● **Instructions for the task**
Copy each line from the data that has the word "below" in it.

● **Available records**
■ ■ ■ ■ ■
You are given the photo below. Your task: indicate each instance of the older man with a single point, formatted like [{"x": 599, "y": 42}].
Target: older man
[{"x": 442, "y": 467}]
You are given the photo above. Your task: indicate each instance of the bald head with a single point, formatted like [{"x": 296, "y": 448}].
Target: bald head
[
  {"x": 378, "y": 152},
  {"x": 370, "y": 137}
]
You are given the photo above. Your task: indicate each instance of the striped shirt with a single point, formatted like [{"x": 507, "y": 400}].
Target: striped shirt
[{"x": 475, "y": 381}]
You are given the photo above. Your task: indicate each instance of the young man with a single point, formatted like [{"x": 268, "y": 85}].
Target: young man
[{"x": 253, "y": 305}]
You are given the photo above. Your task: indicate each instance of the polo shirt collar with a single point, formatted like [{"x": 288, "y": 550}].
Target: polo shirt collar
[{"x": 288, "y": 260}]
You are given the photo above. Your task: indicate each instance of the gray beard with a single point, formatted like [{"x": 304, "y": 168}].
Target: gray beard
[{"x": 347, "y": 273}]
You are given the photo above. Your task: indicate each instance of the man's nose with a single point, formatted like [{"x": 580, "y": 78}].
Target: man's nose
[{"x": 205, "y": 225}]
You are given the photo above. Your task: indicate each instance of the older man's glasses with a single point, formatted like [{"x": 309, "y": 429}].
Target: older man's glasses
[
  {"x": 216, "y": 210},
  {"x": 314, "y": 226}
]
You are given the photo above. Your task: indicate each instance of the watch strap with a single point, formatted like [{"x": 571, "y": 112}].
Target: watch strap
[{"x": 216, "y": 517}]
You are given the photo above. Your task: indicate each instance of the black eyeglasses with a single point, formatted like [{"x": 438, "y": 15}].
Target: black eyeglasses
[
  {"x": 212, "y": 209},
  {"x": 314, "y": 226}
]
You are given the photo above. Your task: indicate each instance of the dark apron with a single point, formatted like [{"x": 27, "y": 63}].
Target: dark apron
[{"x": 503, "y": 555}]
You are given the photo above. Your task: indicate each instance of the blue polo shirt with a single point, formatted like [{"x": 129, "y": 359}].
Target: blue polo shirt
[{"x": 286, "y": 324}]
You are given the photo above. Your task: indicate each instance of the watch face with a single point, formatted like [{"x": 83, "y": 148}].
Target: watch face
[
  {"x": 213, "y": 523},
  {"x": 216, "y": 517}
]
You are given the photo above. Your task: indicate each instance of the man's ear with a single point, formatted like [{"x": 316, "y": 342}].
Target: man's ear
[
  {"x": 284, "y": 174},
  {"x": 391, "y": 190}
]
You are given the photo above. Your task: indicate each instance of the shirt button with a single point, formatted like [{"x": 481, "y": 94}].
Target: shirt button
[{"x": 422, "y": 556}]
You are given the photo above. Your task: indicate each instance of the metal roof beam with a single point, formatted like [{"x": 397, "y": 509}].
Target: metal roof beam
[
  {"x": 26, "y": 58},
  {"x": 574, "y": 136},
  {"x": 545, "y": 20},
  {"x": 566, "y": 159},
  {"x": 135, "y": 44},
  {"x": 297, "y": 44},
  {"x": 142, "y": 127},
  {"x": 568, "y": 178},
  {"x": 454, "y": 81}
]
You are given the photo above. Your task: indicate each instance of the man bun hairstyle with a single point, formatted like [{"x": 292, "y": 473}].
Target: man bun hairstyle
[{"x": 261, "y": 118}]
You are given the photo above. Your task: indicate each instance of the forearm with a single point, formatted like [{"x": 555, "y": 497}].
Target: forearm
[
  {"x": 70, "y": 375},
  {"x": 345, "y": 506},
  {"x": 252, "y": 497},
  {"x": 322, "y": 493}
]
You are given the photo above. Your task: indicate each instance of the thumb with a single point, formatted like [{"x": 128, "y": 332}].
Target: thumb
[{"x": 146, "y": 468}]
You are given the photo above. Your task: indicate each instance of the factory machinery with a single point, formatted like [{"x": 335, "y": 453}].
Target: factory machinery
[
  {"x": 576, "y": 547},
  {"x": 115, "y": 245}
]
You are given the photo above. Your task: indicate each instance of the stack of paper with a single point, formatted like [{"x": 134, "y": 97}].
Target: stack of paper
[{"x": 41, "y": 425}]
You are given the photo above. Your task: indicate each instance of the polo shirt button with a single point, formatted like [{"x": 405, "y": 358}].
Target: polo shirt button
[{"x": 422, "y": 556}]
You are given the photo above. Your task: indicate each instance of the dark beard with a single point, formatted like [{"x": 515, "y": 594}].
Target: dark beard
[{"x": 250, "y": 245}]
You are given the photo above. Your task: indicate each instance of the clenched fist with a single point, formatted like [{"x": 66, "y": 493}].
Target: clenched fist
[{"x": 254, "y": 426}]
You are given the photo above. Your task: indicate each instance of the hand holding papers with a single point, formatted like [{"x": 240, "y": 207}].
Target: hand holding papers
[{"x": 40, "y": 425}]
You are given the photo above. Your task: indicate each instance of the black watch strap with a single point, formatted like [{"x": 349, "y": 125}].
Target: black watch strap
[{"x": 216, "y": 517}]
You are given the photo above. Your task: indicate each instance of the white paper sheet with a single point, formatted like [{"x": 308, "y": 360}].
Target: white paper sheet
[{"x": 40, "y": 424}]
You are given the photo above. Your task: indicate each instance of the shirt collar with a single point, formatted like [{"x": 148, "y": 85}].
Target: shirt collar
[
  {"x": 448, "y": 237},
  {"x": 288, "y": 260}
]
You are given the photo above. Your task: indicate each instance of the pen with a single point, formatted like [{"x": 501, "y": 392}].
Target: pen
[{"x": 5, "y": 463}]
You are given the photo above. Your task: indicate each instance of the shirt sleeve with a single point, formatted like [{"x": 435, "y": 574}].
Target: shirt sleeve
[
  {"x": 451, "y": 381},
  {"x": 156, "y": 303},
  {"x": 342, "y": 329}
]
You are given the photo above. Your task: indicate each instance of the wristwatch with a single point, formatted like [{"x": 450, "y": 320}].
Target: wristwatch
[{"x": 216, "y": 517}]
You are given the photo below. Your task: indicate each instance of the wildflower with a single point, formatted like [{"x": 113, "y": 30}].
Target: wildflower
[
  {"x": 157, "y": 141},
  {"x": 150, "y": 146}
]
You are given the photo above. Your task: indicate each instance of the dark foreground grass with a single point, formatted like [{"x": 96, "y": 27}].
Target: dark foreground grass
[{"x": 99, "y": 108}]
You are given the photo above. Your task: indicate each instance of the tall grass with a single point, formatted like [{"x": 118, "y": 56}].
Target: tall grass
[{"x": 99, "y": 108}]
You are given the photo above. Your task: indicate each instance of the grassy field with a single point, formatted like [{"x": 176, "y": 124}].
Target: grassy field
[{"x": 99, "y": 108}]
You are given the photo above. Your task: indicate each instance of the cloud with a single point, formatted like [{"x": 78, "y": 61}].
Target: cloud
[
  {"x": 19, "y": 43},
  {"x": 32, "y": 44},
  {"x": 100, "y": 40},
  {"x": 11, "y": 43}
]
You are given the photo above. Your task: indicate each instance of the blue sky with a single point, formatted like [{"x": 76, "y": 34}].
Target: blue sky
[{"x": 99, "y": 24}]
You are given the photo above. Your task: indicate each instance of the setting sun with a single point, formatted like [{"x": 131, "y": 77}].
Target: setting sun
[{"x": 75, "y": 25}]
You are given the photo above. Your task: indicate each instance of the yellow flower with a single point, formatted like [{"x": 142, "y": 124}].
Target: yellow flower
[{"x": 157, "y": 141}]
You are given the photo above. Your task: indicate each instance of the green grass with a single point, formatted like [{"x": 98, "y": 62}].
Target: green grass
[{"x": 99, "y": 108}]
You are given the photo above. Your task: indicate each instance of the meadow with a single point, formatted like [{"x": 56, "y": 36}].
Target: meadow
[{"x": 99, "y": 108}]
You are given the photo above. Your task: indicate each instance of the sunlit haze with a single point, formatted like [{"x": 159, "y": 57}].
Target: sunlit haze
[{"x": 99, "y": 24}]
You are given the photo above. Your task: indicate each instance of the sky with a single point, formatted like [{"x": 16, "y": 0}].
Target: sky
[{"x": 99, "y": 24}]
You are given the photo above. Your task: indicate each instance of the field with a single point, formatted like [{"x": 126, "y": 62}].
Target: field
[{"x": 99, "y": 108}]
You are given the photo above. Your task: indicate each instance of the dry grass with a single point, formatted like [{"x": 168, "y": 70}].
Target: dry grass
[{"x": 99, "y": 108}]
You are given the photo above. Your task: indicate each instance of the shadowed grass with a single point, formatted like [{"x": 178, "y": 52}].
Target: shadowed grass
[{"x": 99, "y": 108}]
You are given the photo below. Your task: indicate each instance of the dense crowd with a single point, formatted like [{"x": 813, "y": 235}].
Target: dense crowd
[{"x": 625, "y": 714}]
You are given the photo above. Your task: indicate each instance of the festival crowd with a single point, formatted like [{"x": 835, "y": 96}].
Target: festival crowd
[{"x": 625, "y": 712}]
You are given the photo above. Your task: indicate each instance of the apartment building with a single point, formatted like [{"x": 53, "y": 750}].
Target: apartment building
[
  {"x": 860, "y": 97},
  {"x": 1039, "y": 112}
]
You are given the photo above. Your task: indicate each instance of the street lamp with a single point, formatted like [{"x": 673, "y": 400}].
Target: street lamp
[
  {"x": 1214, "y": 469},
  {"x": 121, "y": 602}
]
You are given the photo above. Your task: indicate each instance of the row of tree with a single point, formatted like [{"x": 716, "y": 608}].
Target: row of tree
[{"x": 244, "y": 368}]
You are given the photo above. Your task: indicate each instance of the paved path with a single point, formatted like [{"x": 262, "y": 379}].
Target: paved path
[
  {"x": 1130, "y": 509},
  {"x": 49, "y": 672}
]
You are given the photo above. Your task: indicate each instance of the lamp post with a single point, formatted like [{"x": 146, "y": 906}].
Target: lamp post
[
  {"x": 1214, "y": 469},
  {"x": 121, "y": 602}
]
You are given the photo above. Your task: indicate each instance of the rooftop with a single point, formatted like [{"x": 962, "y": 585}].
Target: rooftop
■ ■ ■ ■ ■
● **Finished task**
You are given the photo below. Your task: indicate each instance of the older man with a single point, formatted like [{"x": 599, "y": 42}].
You are given the photo below. Your task: indicate each instance of the wildflower with a single point, formatted like [{"x": 113, "y": 30}].
You are given the photo below. Your task: indicate each instance of the dense crowd with a single point, formatted like [{"x": 813, "y": 235}].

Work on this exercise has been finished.